### Data provided ###
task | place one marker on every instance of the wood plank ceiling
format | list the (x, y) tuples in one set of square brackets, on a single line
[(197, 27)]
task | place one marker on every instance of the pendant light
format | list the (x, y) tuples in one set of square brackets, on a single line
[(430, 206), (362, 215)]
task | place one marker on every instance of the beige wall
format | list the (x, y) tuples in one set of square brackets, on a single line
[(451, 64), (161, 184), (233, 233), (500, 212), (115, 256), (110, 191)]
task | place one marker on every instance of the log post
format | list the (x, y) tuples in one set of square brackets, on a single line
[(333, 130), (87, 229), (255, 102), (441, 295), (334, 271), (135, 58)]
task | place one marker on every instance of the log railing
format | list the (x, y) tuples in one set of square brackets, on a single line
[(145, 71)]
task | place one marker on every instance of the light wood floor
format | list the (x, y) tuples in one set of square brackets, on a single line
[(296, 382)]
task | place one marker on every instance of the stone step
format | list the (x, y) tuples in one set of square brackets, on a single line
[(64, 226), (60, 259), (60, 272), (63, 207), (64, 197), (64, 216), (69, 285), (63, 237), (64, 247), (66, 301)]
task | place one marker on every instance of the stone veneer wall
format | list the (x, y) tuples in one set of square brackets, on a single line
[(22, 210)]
###
### Data provided ###
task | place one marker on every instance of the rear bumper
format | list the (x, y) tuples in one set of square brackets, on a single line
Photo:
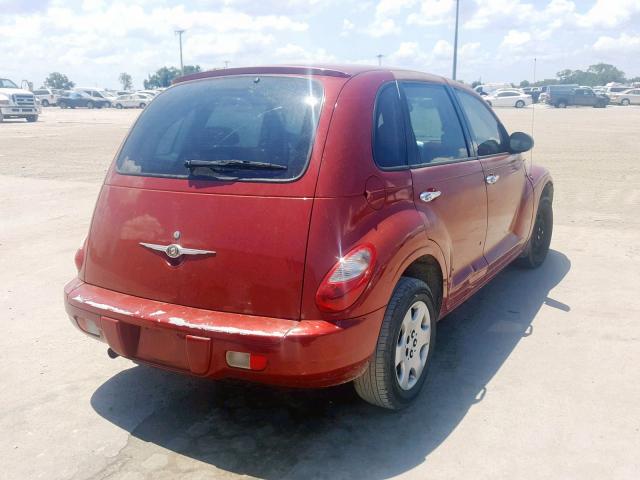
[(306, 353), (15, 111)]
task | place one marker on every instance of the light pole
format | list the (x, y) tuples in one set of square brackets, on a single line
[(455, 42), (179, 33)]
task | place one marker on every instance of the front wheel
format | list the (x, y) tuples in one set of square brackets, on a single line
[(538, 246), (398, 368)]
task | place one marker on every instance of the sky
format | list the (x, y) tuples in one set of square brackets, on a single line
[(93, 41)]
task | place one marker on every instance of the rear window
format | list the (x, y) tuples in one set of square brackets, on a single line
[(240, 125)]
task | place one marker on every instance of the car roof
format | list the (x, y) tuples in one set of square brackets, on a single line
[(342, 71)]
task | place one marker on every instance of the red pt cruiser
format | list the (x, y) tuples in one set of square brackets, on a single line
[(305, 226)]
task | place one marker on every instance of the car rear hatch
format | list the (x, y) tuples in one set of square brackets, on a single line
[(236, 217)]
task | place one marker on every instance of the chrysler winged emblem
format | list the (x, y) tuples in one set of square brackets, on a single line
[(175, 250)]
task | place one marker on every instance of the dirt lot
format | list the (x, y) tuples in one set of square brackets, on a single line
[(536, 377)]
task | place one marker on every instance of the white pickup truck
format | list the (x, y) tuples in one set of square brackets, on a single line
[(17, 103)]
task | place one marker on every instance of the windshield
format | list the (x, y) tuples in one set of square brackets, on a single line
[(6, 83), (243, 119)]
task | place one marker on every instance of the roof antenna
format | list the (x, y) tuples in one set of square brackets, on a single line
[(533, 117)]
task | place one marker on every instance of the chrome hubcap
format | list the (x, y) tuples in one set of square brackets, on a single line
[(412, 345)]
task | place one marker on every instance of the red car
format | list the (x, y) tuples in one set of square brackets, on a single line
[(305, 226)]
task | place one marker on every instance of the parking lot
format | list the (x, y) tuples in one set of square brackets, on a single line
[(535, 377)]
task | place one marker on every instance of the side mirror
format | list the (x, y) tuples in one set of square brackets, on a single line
###
### Data provided ###
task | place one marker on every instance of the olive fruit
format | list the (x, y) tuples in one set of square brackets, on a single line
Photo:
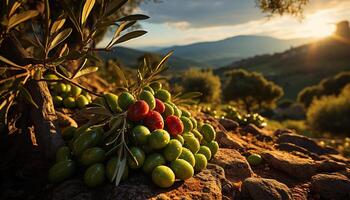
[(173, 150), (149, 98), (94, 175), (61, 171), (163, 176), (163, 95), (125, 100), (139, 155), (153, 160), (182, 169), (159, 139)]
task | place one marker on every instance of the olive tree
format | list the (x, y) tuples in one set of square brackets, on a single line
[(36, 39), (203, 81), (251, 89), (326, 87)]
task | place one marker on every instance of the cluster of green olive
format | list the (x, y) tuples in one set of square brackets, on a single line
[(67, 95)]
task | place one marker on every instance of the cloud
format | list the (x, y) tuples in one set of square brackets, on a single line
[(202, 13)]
###
Would you retype exactly the lines above, from the line with "task | place one marker on every instance of the wood" to the line with "the stone step", with both end lines kept and nothing more?

task | place one marker on every instance of the wood plank ceiling
format | list the (x, y) tuples in one set of square brackets, on a single line
[(197, 27)]
task | place one marker on every instance of the pendant light
format | list the (x, y) tuples in one set of square brackets, on a single line
[(430, 206), (362, 215)]
task | place one marker on every instance of the beige wall
format | list the (x, y) tuples in one set of square brackets, on a single line
[(451, 64), (161, 184), (233, 233), (500, 212), (115, 256), (110, 191)]
task | place one marker on every instance of the log post
format | list the (x, y) tuples in one set of square brackets, on a single line
[(333, 130), (87, 229), (255, 102), (441, 295), (334, 271), (135, 58)]
task | place one marker on every instance of the log railing
format | list the (x, y) tuples in one set of square brackets, on a single line
[(145, 71)]
task | place one marker on every instance of the light wood floor
format | list the (x, y) tuples in one set of square brackets, on a single line
[(296, 382)]
task | place one marker on every instance of the stone step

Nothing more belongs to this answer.